- REQUIREMENT -
Below are some records; reproduce them exactly.

*** Opening of DATA RECORDS ***

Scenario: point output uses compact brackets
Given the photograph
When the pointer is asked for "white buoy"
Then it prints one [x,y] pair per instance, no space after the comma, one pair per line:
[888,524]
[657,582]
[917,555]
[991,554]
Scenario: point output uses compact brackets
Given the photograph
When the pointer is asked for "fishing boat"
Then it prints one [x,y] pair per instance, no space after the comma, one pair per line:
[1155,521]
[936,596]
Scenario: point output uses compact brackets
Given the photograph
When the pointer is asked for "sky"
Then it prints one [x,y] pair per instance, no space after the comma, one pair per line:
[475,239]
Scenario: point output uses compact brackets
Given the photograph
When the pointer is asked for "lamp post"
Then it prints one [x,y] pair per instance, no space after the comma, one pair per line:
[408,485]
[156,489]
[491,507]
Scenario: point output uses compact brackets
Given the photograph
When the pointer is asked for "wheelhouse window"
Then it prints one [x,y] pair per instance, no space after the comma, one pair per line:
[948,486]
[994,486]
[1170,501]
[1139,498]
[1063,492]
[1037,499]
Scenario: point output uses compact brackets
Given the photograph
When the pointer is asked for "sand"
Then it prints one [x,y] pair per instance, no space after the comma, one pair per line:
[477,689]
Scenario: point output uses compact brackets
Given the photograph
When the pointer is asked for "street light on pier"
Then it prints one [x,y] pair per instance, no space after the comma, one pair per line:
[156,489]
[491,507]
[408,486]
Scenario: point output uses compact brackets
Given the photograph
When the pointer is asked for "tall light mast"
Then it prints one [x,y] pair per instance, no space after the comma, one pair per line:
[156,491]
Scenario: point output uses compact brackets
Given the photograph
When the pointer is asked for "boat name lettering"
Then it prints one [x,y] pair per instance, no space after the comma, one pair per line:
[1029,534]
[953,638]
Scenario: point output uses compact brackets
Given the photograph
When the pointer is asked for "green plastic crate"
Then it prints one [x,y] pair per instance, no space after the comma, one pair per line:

*** Close of DATA RECORDS ***

- EXERCISE OUTPUT -
Scenario: point output uses compact brackets
Given the photograph
When the pointer is asked for "white buoy"
Then it prints one [x,y] pair per instance, no space after the comma, one pair per line:
[888,524]
[657,582]
[917,555]
[991,554]
Scenario: point output uses compact brackets
Given the photograph
When the pointer is asked for "fishing boat"
Then it prints one [x,y] pair per instance, no space after the comma, one pair per line:
[1155,521]
[936,596]
Scenario: point output uses compact brackets
Given the photograph
When the pointer is asked for "sky"
Then it prints one [x,y] pair per instance, no space after the comma, one pair per line:
[475,239]
Scenario: point output uses compact brackets
Given the photograph
When the pointer is asked for "lamp post"
Then it prints one [x,y] pair per instance, no space after the comma, one pair per line:
[408,485]
[156,489]
[491,507]
Scenario: point output uses compact brackets
Given the photograph
When the pointer is asked for "wheelhouse window"
Then it prints one [x,y] pair per instance, no space after the comma, one pair per line:
[948,486]
[994,486]
[1170,501]
[1139,498]
[1063,492]
[1037,499]
Scenario: point output uses compact brackets
Given the photograph
When the pointer is asked for "sand"
Then it prints one [x,y] pair per instance, no space after the comma, one pair per line:
[477,689]
Scenario: point output uses compact brackets
Given the photograph
When the pointer is asked for "street light on pier"
Then it prints one [x,y] pair per instance, no space after the comma, one pair per line:
[156,489]
[491,507]
[408,486]
Scenario: point output uses compact brackets
Given the photograph
When the pointer is asked for "tall light mast"
Then it prints one [x,y] pair per instance, no space after the comma, one pair per line:
[156,491]
Scenario: point output uses compact brackets
Given the photograph
When the pointer is asked for "boat name lettering"
Then it prints one [x,y] pair per instance, no space after the comma, one pair per line:
[1029,534]
[953,638]
Scenario: point output uses compact brackets
Given the photograph
When the pointer is asked for "green plastic crate"
Then it prints one [x,y] pair per instance, no space after the comma, one pair per line:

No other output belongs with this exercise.